Exercise directions
Answer these questions from the commentary on Biden and Obama below, with each answer on its own line.
(a) In what year did Eisenhower win the Republican nomination for President?
(b) Which numbered presidencies did Grover Cleveland hold?
(c) What age does the commentary give for Obama?

Provided passage
* * * * * * *
As I abhor hugging and extravagant shows of affection (one of the only positive outcomes from this virus), it is unfair to criticise his “touchy-feely” approach, unless it degenerates into the “creepy-gropey”.

Nevertheless, one positive sign that he is a good man is how he has handled grief and he has much to grieve about in his life.

Wilmington Railway Station

He seems popular, and although I did not see him on the railway platform of Wilmington, that city is an Afro-American with old patrician heritage veneer – it is this cultural gap that Biden has been able to span his whole professional life. After all, he has spent his life in politics with an early daub of lawyer on his escutcheon.

America is in a mess; no matter when the change is made there is a White House reduced to the political nursery of the Baby Trump, and there will need to be someone very focused to clear out the rattles, the dolls, the bucket and spade, and other geegaws fondled and thrown around in the past four years.

I fear Biden just doesn’t have the ability – no fire, only embers. My earlier comments about him have not changed, and my support for Bloomberg would still hold had it not been for this entry of Obama into the frame.

it struck me this week listening to Obama– is perhaps Biden only the shill? A cleverly-concocted shill for Obama. Maybe there is a residual something behind the Delaware smile.

There has not been a contested convention requiring multiple ballots since Eisenhower won the Republican nomination for President in 1952.

Only one President has served two non-consecutive terms – Grover Cleveland, a New York Democrat who was both the 22nd and 24th president.

Yet Obama may be the next to do so. After all, he is only 59 years of age and even another two terms would make him only 67, much younger than either Trump or Biden.

Will there be a contested Democrat convention? I would doubt it if Obama continues to surge. Biden probably may even nominate him.

Obama’s recent entry into the political debate is that of the man of stealth with disarming ruthlessness, just the needed antidote for Trump. Here was a man at a dinner, the master of the lampoon without any sign that at that same moment he was supervising the killing of Osama Bin Laden.

America is in a crisis, in a way that it has not been since the outbreak of the Civil War. Trump just has no sense of national leadership. His genius has been in dividing and ruling a circle of sycophants and chancers in a building on Pennsylvania Avenue and then darting off to rally to and sustain “his apprentices” – a hate-filled armed militia in the event that he does not get elected democratically.

Trump has a pathological fear of Obama – there is something deep in his twisted psyche, which no amount of ranting can exorcise. There is no doubt that if Obama wins and the Democrats get control of both the House of Representatives and the Senate, there would be no more the mister-nice-guy of his first term of 2008. Obama may very well push through an agenda not that much different from the one promoted by Elizabeth Warren. At the same time, he would be the focused commander in chief commissioned to slay the coronavirus by putting America on a war footing. Bringing order to chaos.

Nevertheless, I would speculate that one significant force who would not like to see Obama contest the election is his wife, Michelle. Why? Because as he exposes and humiliates Trump on the election trail with an increasingly unhinged Trump, then with all the fomented madness in America, Obama would be a prime target for assassination. That is the American way.
* * * * * * *
Material supplied
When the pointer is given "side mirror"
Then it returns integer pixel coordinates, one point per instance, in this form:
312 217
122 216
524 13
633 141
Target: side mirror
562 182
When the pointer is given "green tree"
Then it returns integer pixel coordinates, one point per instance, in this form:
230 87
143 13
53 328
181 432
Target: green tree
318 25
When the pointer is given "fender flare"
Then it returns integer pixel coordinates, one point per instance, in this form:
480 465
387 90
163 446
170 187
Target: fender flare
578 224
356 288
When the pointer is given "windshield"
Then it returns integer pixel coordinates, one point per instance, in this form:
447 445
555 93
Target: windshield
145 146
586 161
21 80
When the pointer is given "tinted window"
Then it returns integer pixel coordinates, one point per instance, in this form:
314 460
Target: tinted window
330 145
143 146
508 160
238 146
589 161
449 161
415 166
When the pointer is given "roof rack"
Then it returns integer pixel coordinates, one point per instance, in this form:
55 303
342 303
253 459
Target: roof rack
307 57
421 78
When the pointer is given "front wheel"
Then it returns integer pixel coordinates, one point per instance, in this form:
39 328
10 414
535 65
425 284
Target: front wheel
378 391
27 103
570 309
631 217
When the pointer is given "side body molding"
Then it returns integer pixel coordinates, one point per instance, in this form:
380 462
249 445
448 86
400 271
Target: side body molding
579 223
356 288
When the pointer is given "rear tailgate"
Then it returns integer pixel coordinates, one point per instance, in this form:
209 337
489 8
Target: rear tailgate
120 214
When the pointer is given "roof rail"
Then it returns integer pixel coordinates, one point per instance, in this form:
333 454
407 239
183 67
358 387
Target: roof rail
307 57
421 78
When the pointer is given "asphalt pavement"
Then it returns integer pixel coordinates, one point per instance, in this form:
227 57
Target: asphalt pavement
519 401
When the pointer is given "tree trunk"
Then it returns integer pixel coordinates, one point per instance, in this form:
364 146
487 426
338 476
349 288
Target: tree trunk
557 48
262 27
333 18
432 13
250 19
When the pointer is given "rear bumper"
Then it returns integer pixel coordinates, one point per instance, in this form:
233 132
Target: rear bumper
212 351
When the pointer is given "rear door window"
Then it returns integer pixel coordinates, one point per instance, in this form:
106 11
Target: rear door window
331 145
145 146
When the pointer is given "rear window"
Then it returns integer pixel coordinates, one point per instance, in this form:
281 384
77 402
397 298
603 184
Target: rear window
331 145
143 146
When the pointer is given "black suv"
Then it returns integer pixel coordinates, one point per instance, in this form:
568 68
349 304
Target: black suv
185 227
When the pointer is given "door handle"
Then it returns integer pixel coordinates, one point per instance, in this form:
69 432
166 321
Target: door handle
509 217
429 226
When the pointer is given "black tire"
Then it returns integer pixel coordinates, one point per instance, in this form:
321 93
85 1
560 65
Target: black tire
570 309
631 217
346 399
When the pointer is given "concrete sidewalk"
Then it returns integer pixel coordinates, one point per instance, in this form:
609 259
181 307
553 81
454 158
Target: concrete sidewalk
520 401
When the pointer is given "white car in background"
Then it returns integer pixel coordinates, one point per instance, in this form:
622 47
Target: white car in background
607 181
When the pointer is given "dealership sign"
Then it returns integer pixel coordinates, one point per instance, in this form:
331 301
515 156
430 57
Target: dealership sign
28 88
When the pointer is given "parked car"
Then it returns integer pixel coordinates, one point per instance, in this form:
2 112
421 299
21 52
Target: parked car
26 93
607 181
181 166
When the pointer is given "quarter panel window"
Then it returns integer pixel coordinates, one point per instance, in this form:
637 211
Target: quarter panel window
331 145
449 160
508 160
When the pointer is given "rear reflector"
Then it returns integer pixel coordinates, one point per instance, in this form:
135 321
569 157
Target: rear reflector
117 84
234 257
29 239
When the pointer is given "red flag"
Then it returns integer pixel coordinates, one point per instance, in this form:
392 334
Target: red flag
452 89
* * * * * * *
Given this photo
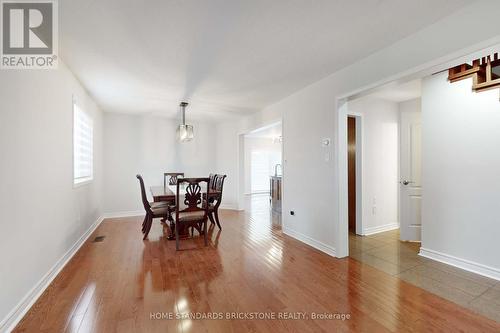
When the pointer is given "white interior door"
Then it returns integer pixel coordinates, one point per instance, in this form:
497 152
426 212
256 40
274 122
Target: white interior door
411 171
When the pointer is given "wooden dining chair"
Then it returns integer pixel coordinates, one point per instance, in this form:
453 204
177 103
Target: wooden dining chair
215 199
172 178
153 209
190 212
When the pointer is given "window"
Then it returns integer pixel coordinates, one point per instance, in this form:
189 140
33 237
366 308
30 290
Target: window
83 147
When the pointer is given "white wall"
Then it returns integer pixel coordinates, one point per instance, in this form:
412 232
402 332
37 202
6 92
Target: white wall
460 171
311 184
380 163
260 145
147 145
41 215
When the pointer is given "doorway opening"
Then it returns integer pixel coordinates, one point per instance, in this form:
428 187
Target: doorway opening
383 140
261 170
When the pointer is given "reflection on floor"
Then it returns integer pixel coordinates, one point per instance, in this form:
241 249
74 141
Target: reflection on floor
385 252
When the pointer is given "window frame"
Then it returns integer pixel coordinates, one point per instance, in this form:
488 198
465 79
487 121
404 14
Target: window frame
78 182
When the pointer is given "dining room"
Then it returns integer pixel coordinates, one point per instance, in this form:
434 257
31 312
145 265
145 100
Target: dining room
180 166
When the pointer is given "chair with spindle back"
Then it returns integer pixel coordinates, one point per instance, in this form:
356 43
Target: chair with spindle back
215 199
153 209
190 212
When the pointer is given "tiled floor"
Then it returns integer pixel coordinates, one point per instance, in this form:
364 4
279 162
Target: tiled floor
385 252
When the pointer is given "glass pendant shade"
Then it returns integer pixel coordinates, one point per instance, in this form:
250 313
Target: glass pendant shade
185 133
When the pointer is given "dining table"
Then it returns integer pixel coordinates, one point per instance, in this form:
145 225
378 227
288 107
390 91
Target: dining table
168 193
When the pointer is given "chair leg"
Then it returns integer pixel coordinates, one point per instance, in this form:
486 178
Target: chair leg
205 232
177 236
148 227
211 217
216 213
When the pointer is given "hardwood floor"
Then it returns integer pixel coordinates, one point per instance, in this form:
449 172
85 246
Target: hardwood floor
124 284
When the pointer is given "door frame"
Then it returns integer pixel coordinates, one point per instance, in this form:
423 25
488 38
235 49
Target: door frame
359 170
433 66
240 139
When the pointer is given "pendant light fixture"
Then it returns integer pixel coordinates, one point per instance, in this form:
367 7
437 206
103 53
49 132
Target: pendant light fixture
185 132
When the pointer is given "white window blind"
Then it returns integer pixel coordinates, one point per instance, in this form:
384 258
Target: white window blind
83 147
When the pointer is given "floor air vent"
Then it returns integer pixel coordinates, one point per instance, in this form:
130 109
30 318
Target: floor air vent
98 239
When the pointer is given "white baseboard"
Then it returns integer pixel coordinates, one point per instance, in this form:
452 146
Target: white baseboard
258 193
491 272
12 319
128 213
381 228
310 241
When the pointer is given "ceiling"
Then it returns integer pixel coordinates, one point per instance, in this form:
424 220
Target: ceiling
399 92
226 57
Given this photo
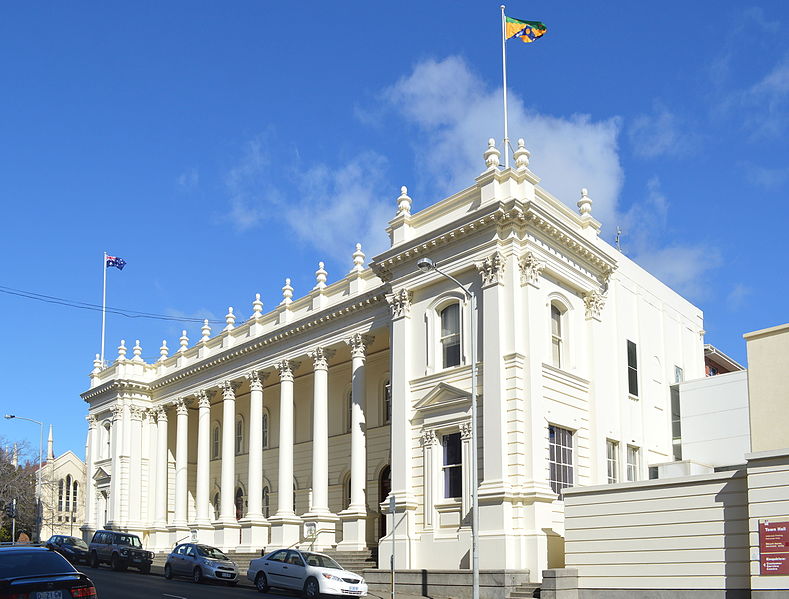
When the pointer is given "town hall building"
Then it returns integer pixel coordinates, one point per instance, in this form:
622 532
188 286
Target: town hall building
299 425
* * * * * * *
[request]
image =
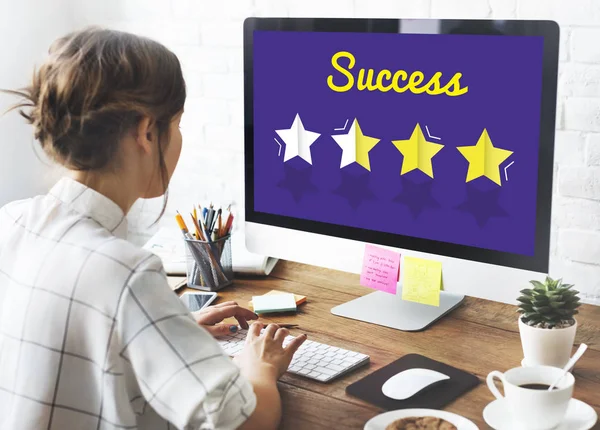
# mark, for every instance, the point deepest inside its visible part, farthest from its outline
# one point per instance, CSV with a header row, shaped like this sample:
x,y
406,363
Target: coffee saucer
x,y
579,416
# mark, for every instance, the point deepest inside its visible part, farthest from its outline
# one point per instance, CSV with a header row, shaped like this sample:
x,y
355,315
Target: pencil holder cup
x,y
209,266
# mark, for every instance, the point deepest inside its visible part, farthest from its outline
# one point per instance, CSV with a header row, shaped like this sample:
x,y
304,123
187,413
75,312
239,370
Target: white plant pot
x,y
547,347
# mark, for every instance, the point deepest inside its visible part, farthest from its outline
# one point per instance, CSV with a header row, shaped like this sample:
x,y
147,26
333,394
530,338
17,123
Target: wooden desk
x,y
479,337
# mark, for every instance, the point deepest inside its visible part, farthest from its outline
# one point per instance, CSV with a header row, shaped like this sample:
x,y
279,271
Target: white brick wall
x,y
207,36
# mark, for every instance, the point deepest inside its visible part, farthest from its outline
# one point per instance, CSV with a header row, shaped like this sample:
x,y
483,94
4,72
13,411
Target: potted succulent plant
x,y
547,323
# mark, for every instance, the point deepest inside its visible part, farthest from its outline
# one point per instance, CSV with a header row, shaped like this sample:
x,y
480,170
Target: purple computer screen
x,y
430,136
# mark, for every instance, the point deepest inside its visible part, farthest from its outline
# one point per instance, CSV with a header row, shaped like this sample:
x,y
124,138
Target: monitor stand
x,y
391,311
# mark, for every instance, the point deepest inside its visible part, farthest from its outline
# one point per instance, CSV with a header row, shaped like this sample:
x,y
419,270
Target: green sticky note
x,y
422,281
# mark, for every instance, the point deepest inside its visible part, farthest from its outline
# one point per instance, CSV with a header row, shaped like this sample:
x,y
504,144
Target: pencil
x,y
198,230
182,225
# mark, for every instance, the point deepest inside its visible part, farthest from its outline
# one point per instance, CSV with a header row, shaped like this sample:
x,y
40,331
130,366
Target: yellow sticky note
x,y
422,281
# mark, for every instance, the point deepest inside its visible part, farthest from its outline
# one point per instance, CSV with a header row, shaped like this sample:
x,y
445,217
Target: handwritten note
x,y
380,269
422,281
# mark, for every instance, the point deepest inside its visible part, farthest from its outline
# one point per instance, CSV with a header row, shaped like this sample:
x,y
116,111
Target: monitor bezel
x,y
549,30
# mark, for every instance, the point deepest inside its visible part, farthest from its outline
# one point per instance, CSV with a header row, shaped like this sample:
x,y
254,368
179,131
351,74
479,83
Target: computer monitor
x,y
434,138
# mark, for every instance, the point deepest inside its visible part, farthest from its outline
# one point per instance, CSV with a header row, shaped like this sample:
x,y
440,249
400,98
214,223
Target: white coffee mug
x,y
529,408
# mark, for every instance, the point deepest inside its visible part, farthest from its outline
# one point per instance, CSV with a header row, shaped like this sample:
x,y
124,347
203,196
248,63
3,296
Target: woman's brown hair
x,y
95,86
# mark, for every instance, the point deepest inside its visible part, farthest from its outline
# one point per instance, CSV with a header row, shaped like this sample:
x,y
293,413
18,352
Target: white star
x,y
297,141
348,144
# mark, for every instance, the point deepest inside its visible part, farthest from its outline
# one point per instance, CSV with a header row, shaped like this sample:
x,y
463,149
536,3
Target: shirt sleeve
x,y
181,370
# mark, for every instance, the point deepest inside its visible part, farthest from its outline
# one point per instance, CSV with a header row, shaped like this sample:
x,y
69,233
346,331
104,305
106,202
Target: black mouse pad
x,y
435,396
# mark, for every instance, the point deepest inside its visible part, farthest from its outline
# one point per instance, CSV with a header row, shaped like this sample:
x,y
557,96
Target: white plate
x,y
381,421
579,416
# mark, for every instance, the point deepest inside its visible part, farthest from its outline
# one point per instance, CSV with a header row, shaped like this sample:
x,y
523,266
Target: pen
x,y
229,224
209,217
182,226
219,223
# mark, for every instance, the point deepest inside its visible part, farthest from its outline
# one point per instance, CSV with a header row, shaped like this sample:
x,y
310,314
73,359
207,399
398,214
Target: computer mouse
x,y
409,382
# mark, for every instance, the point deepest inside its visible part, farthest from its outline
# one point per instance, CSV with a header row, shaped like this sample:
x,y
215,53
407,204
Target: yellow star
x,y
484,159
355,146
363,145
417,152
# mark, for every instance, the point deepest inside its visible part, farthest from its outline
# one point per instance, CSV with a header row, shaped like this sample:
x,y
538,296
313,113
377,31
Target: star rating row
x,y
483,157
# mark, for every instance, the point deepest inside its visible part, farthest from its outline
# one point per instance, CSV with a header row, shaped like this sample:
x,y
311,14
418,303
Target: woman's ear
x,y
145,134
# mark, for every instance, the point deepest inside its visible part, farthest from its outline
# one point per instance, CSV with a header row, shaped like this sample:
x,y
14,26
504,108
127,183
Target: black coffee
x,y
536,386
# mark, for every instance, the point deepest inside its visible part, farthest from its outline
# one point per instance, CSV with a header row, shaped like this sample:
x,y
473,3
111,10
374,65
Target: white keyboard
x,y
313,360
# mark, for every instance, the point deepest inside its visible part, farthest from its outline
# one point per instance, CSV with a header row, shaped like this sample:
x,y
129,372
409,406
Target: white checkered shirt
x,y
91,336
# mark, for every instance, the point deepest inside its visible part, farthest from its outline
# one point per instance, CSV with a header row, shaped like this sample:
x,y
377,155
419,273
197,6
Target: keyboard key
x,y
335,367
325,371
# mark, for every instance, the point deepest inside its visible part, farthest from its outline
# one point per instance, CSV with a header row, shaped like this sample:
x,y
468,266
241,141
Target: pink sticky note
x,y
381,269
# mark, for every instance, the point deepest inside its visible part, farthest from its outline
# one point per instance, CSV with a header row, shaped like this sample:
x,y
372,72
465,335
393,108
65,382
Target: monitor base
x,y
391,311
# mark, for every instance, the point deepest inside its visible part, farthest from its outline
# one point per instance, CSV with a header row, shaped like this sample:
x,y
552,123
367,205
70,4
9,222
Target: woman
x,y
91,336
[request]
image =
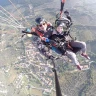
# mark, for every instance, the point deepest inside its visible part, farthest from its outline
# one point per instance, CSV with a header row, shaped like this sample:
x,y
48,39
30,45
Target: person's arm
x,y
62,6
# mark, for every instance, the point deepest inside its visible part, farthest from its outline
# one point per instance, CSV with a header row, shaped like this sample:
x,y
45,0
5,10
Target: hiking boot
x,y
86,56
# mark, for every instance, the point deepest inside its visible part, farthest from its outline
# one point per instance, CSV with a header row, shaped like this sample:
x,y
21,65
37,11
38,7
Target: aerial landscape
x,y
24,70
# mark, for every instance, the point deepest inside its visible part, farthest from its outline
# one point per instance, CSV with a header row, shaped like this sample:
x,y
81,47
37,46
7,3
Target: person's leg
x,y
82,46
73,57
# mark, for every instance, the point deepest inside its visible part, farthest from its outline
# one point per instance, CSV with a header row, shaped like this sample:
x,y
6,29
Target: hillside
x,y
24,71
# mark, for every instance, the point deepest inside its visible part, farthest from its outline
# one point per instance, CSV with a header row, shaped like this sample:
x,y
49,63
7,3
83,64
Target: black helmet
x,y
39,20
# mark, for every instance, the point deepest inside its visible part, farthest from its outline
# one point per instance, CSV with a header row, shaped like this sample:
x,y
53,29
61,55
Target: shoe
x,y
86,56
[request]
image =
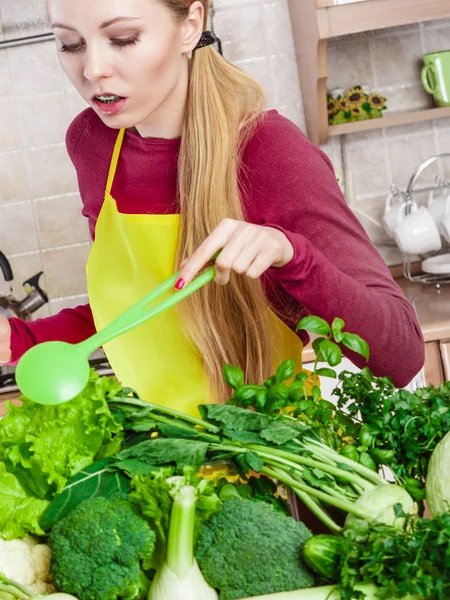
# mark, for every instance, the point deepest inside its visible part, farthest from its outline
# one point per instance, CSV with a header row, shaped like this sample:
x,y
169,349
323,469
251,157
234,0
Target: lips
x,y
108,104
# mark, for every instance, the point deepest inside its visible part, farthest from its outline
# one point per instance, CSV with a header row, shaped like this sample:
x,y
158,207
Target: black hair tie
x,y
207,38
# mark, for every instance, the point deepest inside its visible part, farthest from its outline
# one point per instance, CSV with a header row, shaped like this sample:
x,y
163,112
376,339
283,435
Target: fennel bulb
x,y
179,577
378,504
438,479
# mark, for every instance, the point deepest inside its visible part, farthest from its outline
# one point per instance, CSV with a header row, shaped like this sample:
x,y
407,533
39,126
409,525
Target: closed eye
* * * * * * *
Result
(a) 1952
(b) The 22nd and the 24th
(c) 59